**Exercise:** In the snow goose decoy thread, what cost does the nodakoutdoors.com reply give for a spread of 900 to 1000 custom Northwinds?

**Text section:**
# snow goose decoy spreads



## goose (Jul 19, 2003)

I am very discouraged on what to use for a decoy spread. Right now i use about 400 rags and 5 dozen sillowts. Me and a buddy were going to get a few dozen floaters adn a ton of windsocks. But we had heard that you could decoy snows better with 100 full bodies thena nything else.
anyone got any comments or suggestions?


----------



## GooseBuster3 (Mar 1, 2002)

I would go with 900- 1000 custom northwinds, that has alot of drawing power. Floaters I think dont work like everybody says they do to so many people using them now adays


----------



## nodakoutdoors.com (Feb 27, 2002)

A little easier said than done GB3. A spread of what you mentioned will run about $4000.

Do you plan on hunting in the fall, spring, or both? Keep in mind that you probably won't have a use for the floaters in the fall, they're mostly used for pulling down migrators in the spring.

If you're on a budget you might want to just keep buying more rags until you're pushing 1000. Easy to haul and manage, but you'll find yourself replacing them over time. Try touching up the rags to imitate juvies and different blue phases.

Some claim that a couple hundred full bodies are all you need, but I can't say from experience myself. Kind of an expensive experiment. 

My :2cents:


----------



## goose (Jul 19, 2003)

me and two other buddys are all throwing in a thousand dollars from out summer jobs. (We are only 16 years old). We were going to get 2000 dollars worth of economy windsocks from cabelas and paint them ourselfves with jim jones stencils. Then with the other thousand we were gonna get 3-5 dozen floaters and a few dozen full bodies.


----------



## gandergrinder (Mar 10, 2002)

I think you are well on your way then. It isn't so bad to get a huge spread if you get a few guys together on it. I would like to eventually have a thousand windsocks but you still need some help to put all of them out.


----------



## goose (Jul 19, 2003)

hey how many windocks do you have?
do you do well wiht them?


----------



## gandergrinder (Mar 10, 2002)

I have 400 windsocks but I usually hunt with a bunch of guys so our spread usually runs between 600-1200 depending on who is along. Yes they do work. We usually shot between 8 to 15 birds every time we set up. Sometimes it was much better than that sometimes worse. Once you have a good size spread the conditions of the day dictate the action more than anything in my opinion.


----------



## nodakoutdoors.com (Feb 27, 2002)

Jed's look sweet in my opinion.


----------



## goose (Jul 19, 2003)

Are those custom northwinds?


----------



## gandergrinder (Mar 10, 2002)

Nope. Those are my decoys made from the ground up. I cut the tyvek and painted and did all of the stuff to them.


----------



## GooseBuster3 (Mar 1, 2002)

Memories, memories.......... Jed you should have been there on that day the picture was taken.


----------



## mallard (Mar 27, 2002)

That was some serious grindage that day.I keep thinking about if we would have been in that same area two weeks earlier.There were way more geese and they were just as dumb.Tyler,we caught the tail end of the juvie migration up there this spring.Next spring the nodak crew will have to keep in touch a little more,I was scouting constantly and was fortunate to have a lot of out of town work.It seemed like I allways found the birds.


----------

**Stored rows:**
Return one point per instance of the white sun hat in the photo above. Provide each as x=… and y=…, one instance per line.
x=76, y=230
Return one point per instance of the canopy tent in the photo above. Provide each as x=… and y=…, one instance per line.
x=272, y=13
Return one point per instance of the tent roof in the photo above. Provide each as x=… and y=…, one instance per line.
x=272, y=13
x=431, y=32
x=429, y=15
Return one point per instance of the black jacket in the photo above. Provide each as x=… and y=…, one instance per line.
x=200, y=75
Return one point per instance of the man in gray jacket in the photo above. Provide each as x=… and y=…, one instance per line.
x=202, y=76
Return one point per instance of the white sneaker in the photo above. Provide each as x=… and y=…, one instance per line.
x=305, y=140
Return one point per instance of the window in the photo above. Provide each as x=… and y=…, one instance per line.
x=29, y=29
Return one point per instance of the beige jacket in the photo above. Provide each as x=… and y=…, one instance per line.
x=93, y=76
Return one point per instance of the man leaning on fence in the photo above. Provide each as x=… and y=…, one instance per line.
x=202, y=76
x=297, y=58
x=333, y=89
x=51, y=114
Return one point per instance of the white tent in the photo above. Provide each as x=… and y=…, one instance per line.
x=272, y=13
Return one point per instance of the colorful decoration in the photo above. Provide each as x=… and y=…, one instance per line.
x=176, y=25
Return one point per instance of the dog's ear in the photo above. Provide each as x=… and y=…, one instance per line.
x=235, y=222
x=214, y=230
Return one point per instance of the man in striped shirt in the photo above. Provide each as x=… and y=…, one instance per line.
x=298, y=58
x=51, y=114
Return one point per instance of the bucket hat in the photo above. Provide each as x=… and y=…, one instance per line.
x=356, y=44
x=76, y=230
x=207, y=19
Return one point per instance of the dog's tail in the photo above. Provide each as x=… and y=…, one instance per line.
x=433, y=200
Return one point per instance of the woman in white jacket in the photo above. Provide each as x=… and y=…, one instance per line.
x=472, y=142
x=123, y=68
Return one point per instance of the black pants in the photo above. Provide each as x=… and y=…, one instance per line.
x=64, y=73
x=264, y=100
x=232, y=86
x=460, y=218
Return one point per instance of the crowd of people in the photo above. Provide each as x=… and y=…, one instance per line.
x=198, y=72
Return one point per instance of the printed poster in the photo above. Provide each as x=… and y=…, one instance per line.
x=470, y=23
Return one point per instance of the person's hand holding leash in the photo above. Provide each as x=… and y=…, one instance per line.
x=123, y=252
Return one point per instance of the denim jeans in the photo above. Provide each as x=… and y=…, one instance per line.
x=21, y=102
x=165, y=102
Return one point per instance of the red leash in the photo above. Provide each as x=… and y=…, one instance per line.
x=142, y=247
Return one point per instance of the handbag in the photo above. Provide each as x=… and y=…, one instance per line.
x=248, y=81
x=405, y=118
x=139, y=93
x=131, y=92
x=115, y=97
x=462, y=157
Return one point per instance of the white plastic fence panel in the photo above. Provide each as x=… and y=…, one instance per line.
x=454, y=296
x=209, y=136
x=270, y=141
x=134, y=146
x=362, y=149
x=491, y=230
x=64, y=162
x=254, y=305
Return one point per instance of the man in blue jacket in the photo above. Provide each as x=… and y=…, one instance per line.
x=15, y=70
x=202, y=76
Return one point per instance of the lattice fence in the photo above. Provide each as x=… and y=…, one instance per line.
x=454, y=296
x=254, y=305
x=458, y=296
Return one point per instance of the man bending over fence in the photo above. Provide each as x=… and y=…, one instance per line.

**Exercise output:** About $4000.